Saved data entries

========================================================================

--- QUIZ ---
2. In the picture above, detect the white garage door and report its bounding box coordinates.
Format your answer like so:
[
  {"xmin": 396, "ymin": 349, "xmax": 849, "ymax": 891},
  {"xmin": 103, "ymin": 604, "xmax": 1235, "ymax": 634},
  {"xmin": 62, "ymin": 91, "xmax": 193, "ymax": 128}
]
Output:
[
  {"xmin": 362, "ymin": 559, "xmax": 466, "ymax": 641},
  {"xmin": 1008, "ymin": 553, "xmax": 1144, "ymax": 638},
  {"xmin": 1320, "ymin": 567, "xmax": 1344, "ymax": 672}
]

========================================================================

Extract every row above and reproduce each of its lines verbatim, with no changes.

## EXERCISE OUTPUT
--- QUIZ ---
2. In the picture above, detect the white garage door and report its bounding box coordinates.
Format your answer like so:
[
  {"xmin": 396, "ymin": 349, "xmax": 849, "ymax": 891},
  {"xmin": 103, "ymin": 604, "xmax": 1235, "ymax": 634},
  {"xmin": 62, "ymin": 91, "xmax": 193, "ymax": 128}
]
Output:
[
  {"xmin": 362, "ymin": 559, "xmax": 466, "ymax": 641},
  {"xmin": 1008, "ymin": 553, "xmax": 1144, "ymax": 638},
  {"xmin": 1320, "ymin": 567, "xmax": 1344, "ymax": 672}
]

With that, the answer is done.